---- Available data

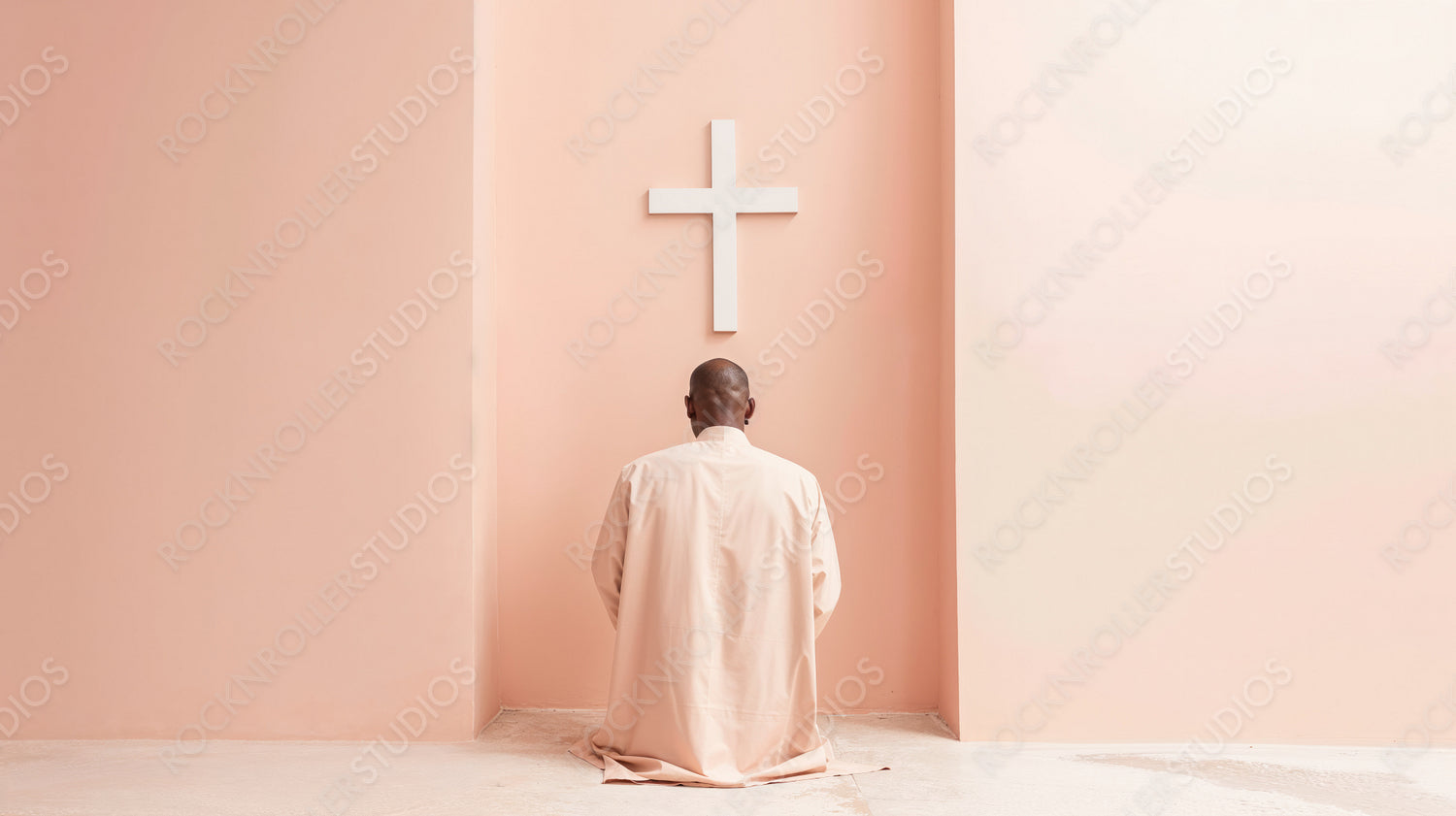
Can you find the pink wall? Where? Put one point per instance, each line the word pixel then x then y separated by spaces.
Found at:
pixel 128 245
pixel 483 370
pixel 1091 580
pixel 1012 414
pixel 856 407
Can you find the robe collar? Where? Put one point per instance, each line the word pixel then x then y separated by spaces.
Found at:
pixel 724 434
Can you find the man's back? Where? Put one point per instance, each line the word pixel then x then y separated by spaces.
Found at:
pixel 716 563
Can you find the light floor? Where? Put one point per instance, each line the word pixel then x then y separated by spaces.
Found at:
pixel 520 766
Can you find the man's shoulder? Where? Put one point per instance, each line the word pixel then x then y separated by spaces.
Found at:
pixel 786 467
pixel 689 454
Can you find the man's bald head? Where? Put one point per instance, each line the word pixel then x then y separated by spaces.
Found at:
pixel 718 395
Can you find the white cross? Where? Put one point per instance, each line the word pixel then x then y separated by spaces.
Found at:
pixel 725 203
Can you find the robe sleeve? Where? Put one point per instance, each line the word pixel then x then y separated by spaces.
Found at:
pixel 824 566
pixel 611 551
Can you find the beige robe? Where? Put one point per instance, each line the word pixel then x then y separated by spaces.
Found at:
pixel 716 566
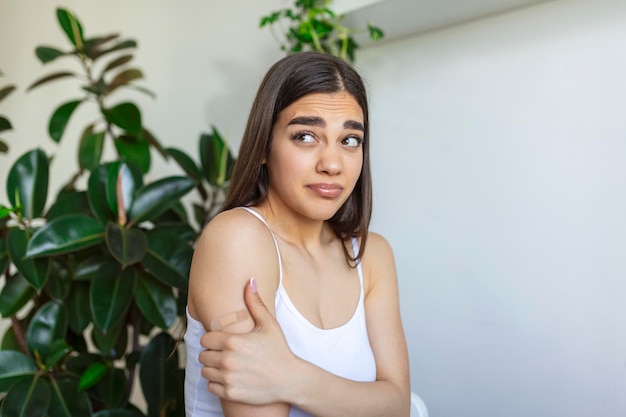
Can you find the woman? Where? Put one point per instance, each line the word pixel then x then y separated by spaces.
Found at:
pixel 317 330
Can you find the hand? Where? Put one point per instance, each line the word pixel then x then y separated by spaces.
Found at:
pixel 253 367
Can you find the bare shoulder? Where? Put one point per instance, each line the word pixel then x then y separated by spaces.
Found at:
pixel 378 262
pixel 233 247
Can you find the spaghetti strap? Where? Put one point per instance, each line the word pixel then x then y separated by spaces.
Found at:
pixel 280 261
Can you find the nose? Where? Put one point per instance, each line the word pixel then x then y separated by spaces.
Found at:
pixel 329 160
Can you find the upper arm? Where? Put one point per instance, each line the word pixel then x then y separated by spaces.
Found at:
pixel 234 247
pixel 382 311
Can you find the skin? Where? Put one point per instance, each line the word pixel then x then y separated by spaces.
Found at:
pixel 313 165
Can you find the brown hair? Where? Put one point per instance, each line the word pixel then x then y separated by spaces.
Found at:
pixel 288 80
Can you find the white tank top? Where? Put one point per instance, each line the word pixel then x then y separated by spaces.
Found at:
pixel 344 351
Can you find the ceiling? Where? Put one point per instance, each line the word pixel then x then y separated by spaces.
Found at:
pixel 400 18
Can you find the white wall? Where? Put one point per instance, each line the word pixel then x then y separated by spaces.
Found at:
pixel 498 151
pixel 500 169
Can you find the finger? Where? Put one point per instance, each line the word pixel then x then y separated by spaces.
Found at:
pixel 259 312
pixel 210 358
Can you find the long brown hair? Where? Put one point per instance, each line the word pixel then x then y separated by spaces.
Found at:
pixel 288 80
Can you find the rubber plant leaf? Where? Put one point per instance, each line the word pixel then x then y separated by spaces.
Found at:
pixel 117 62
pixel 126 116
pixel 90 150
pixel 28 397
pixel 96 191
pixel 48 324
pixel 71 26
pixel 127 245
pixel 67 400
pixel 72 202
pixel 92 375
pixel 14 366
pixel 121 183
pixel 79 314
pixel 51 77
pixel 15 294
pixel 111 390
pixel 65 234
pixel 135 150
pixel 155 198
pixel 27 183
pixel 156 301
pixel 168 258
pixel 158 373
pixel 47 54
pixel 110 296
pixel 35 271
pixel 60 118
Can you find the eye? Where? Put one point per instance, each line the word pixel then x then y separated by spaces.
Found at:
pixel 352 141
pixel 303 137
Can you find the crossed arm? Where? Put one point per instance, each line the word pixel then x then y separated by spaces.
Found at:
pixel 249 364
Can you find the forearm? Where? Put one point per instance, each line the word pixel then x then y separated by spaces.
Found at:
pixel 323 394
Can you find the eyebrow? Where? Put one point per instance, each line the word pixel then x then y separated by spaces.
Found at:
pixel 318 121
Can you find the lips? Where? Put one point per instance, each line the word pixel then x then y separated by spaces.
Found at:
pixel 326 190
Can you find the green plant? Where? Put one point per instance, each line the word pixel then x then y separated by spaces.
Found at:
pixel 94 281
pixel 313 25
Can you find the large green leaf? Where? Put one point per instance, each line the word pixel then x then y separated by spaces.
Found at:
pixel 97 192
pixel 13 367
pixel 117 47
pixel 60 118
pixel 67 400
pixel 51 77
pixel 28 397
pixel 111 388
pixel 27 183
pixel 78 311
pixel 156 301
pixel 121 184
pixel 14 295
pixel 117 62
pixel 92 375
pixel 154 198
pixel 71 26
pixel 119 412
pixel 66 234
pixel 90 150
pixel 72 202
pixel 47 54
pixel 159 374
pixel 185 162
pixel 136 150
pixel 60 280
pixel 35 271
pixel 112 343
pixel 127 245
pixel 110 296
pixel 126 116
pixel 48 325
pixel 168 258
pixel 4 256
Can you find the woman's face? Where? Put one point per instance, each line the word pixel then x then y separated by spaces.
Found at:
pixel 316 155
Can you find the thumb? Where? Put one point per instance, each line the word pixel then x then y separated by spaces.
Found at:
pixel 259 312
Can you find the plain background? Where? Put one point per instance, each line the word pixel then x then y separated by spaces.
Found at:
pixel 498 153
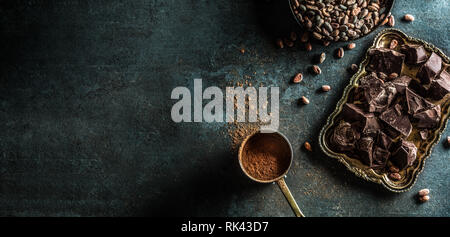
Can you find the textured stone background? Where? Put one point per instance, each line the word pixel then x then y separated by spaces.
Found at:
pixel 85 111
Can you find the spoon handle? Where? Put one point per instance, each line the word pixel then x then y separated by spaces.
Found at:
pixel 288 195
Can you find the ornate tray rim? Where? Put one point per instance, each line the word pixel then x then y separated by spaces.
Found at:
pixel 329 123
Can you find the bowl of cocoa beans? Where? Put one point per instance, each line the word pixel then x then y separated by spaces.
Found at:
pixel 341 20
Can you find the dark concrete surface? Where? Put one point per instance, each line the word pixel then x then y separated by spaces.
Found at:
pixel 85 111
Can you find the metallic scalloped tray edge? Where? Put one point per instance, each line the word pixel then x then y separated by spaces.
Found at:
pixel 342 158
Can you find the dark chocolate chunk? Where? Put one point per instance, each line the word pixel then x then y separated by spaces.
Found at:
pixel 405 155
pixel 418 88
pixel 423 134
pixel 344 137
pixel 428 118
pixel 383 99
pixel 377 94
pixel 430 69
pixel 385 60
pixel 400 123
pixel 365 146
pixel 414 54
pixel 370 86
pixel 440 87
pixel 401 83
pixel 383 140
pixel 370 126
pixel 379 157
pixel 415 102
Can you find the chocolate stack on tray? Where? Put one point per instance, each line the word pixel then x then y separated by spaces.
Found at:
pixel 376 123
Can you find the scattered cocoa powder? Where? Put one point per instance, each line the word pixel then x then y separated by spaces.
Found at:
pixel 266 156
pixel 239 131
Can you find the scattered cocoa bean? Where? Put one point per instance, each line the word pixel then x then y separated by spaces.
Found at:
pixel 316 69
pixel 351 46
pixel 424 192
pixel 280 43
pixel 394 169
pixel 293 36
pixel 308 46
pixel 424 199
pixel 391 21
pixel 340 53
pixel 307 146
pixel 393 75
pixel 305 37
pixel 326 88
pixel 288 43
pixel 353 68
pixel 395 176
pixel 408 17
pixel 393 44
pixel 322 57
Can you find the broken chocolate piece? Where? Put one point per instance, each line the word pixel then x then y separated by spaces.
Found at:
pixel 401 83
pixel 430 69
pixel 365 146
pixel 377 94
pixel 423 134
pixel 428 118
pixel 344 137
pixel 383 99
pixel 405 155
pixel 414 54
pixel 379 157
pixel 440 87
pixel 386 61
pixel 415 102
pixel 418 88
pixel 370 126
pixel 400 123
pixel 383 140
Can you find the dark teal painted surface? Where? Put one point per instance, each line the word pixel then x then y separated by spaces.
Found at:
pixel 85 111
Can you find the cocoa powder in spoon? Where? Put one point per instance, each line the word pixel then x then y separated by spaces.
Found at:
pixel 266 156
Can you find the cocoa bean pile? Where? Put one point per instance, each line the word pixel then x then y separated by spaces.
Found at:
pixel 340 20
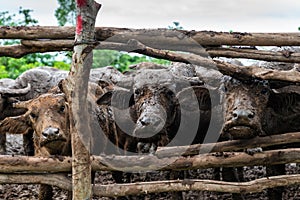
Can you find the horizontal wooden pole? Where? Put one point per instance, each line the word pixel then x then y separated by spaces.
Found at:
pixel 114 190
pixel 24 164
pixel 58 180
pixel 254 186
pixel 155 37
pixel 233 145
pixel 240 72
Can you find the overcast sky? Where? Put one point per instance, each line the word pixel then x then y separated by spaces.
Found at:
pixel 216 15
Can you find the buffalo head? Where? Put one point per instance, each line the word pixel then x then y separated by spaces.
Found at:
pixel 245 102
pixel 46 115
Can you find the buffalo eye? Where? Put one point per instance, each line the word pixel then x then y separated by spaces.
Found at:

--------

- What needs to be done:
Reproduce word for word the entries from the line with "Can you find the white cross?" up to and including the line with "pixel 253 367". Leave the pictures out of your answer.

- Output of the exercise:
Can you find the white cross? Where? Put one point per instance, each line the word pixel then x then y separated by spaces.
Found at:
pixel 725 203
Can you find the robe sleeve? Where? Put one point per instance, each line the word pixel then x then y separated by spaces.
Found at:
pixel 824 566
pixel 611 551
Can you find the beige robe? Where? Put one point per instance, each line the word pixel then x then y separated by spaces.
Found at:
pixel 716 566
Can you find the woman? Where? Put one point per instance, each line the word pixel then x then y separated by spaces.
Found at:
pixel 317 330
Can you find the hand? Where? Put one point per instance, each line the word pixel then x then y separated by spaces.
Found at:
pixel 253 367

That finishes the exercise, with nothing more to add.